# Отрывок для чтения
*****

Идея применения обычных вооружений для решения контръядерных задач нашла сторонников в руководстве США еще до того, как Нитце написал свою статью. В декабре 1993 г. министр обороны Лес Эспин провозгласил «Оборонную инициативу по противодействию распространению ядерного оружия»[32]. Среди задач, поставленных им с самого начала, была и разработка неядерных систем для уничтожения высокозащищенных и заглубленных объектов. В следующем году на этом пути был сделан конкретный шаг: Объединенное стратегическое командование США и Боевое авиационное командование ВВС США официально заявили о необходимости иметь оружие, способное создавать угрозу для таких объектов, подготовив соответствующее обоснование потребности в создании такого типа оружия, призванное стать катализатором НИОКР в этой области[33].
В качестве средства нанесения контръядерных ударов по новым нарушителям режима нераспространения рассматривался целый ряд различных систем вооружений, в большинстве случаев не имевших ни гиперзвуковой скорости, ни большой дальности[34]. Однако МБР и БРПЛ с обычными боеголовками были признаны самой острой стрелой в контръядерном «колчане». Из-за чрезвычайно высокой скорости входа в атмосферу изучалась возможность использования таких боеголовок в качестве проникающих боеприпасов для поражения высокозащищенных и заглубленных объектов[35]. А в связи с малым временем в полете такие ракеты, особенно в случае оснащения маневрирующими головными частями, предлагалось применять против мобильных ракетных комплексов[36].

*****

# Задание
Перепечатайте целиком приведенный выше отрывок о неядерных средствах для контръядерных ударов. Сохраните каждое слово, знак препинания и номер сноски.

*****

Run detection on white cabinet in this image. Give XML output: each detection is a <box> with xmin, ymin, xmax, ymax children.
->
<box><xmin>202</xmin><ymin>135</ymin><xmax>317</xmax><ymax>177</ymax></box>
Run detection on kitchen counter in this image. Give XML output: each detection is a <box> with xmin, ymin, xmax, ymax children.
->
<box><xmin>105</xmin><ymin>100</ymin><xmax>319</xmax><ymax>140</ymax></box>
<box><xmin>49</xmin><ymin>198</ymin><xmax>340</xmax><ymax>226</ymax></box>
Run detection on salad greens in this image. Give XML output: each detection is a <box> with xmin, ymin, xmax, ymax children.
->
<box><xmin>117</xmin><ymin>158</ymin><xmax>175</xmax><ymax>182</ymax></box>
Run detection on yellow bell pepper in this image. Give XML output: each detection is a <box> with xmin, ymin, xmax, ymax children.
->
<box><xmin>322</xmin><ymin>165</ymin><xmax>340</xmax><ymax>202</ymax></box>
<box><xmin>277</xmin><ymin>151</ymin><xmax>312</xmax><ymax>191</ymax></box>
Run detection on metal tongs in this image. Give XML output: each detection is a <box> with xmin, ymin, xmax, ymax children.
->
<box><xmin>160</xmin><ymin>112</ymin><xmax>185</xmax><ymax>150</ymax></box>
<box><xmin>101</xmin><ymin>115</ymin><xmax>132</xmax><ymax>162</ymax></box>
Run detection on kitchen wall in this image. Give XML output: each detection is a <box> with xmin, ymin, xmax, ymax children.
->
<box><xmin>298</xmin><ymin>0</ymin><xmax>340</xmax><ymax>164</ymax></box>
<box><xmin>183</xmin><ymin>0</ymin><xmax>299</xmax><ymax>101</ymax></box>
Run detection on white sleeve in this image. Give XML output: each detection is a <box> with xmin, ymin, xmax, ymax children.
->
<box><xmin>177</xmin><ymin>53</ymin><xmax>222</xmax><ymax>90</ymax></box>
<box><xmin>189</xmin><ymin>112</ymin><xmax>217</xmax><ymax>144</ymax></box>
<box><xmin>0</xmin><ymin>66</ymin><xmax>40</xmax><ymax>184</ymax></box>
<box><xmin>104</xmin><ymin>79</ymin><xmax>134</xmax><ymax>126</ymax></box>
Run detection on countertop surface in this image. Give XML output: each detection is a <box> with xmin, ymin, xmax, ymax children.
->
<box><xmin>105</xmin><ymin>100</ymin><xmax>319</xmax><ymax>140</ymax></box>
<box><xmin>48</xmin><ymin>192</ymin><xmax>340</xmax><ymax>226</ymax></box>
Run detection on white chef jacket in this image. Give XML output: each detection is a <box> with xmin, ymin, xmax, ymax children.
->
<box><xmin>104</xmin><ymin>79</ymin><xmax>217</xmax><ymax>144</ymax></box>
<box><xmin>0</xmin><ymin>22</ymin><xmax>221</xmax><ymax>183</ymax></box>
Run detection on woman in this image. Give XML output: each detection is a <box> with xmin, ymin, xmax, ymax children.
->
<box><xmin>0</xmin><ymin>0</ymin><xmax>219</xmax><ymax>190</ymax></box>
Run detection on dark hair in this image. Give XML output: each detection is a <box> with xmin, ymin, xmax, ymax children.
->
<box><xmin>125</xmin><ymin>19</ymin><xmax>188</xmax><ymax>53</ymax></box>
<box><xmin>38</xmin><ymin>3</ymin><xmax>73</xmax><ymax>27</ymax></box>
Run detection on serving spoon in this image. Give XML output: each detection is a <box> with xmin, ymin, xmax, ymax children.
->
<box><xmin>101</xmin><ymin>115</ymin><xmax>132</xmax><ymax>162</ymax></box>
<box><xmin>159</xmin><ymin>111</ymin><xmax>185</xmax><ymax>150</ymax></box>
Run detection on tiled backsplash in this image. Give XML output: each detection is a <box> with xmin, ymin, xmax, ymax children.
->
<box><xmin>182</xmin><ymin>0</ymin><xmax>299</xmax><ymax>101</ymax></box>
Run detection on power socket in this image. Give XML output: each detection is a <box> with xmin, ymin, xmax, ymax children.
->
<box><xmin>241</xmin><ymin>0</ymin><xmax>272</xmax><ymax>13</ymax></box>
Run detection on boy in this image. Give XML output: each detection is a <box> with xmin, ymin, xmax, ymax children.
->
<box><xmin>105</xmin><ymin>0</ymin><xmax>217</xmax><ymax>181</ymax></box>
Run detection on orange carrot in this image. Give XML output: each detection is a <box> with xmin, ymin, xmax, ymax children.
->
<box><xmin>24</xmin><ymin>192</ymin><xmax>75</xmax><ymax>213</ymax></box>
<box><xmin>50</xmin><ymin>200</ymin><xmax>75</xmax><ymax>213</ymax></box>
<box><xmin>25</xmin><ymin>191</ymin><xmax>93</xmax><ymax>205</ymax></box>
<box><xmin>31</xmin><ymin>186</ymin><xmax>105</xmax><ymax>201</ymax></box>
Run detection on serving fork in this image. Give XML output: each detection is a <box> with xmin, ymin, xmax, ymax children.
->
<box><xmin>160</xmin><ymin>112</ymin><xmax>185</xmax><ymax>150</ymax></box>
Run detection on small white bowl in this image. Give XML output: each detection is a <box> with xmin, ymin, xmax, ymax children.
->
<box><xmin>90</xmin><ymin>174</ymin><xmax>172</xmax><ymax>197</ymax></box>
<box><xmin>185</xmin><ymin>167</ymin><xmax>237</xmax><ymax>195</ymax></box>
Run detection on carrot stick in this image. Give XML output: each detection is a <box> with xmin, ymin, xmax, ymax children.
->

*****

# Ответ к заданию
Идея применения обычных вооружений для решения контръядерных задач нашла сторонников в руководстве США еще до того, как Нитце написал свою статью. В декабре 1993 г. министр обороны Лес Эспин провозгласил «Оборонную инициативу по противодействию распространению ядерного оружия»[32]. Среди задач, поставленных им с самого начала, была и разработка неядерных систем для уничтожения высокозащищенных и заглубленных объектов. В следующем году на этом пути был сделан конкретный шаг: Объединенное стратегическое командование США и Боевое авиационное командование ВВС США официально заявили о необходимости иметь оружие, способное создавать угрозу для таких объектов, подготовив соответствующее обоснование потребности в создании такого типа оружия, призванное стать катализатором НИОКР в этой области[33].
В качестве средства нанесения контръядерных ударов по новым нарушителям режима нераспространения рассматривался целый ряд различных систем вооружений, в большинстве случаев не имевших ни гиперзвуковой скорости, ни большой дальности[34]. Однако МБР и БРПЛ с обычными боеголовками были признаны самой острой стрелой в контръядерном «колчане». Из-за чрезвычайно высокой скорости входа в атмосферу изучалась возможность использования таких боеголовок в качестве проникающих боеприпасов для поражения высокозащищенных и заглубленных объектов[35]. А в связи с малым временем в полете такие ракеты, особенно в случае оснащения маневрирующими головными частями, предлагалось применять против мобильных ракетных комплексов[36].